*DATASET EXCERPTS*.
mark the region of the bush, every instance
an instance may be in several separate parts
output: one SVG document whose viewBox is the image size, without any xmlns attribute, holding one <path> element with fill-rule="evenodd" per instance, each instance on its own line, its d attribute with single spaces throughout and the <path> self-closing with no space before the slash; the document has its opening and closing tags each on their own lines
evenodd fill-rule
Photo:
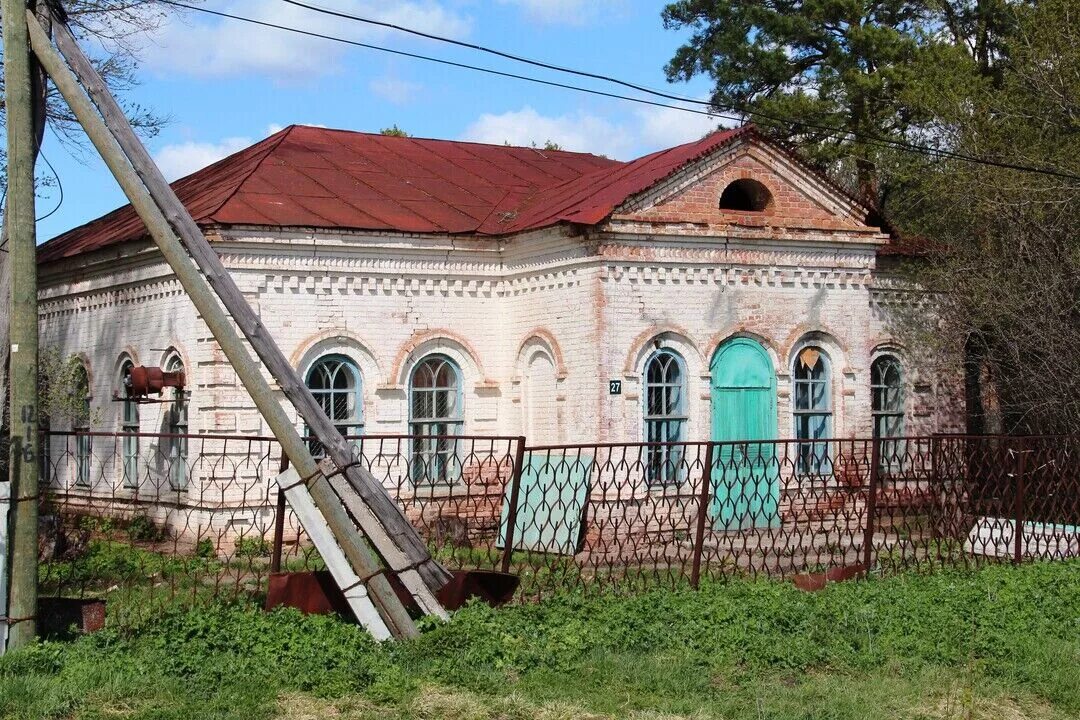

*SHORT EXERCISE*. Can you update the data above so that "bush" becomes "shrub" and everything else stays unchanged? Don't include the pictures in your answer.

*RESPONSE TO THE TASK*.
mark the region of the shrub, every instance
an instance may be in several separate parts
output: one SVG document whose viewBox is the image size, without any xmlns attribute, holding one <path> element with fill-rule="evenodd" per instance, each instance on its own line, its d attribute with single spaces throughout and the <path> self-closing with no space before the slash; the document has its opening and closing tags each on their own lines
evenodd fill-rule
Photo:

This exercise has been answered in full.